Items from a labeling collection
........

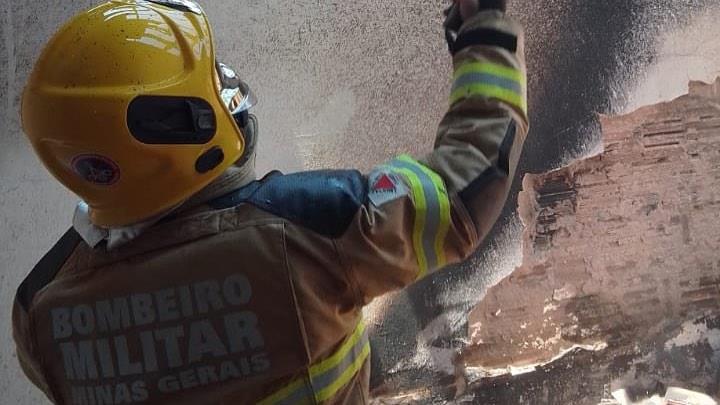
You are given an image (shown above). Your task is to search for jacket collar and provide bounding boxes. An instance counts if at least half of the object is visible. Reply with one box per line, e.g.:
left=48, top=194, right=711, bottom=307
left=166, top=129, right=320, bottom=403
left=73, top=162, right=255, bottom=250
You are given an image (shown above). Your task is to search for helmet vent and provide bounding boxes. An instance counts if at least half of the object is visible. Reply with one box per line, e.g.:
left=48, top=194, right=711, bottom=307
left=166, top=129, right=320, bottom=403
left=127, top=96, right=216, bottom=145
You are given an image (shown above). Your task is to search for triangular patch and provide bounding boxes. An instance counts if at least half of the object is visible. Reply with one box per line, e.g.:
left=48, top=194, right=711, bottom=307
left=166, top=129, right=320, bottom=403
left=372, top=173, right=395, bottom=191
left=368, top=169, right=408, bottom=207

........

**WHAT IS EXPECTED**. Please rewrite the records from their start through the line that contains "left=73, top=162, right=255, bottom=250", keeping all of their text and leaving out the picture. Decrease every bounding box coordinate in the answers by 136.

**ANSWER FOR THE TASK**.
You are given an image (shown above). Your task is to search for jacket collar and provide bounding boxes. An instance counts if at least half of the object is visible. Reply with one box per line, e.g.:
left=48, top=194, right=711, bottom=307
left=166, top=129, right=320, bottom=403
left=-63, top=26, right=119, bottom=114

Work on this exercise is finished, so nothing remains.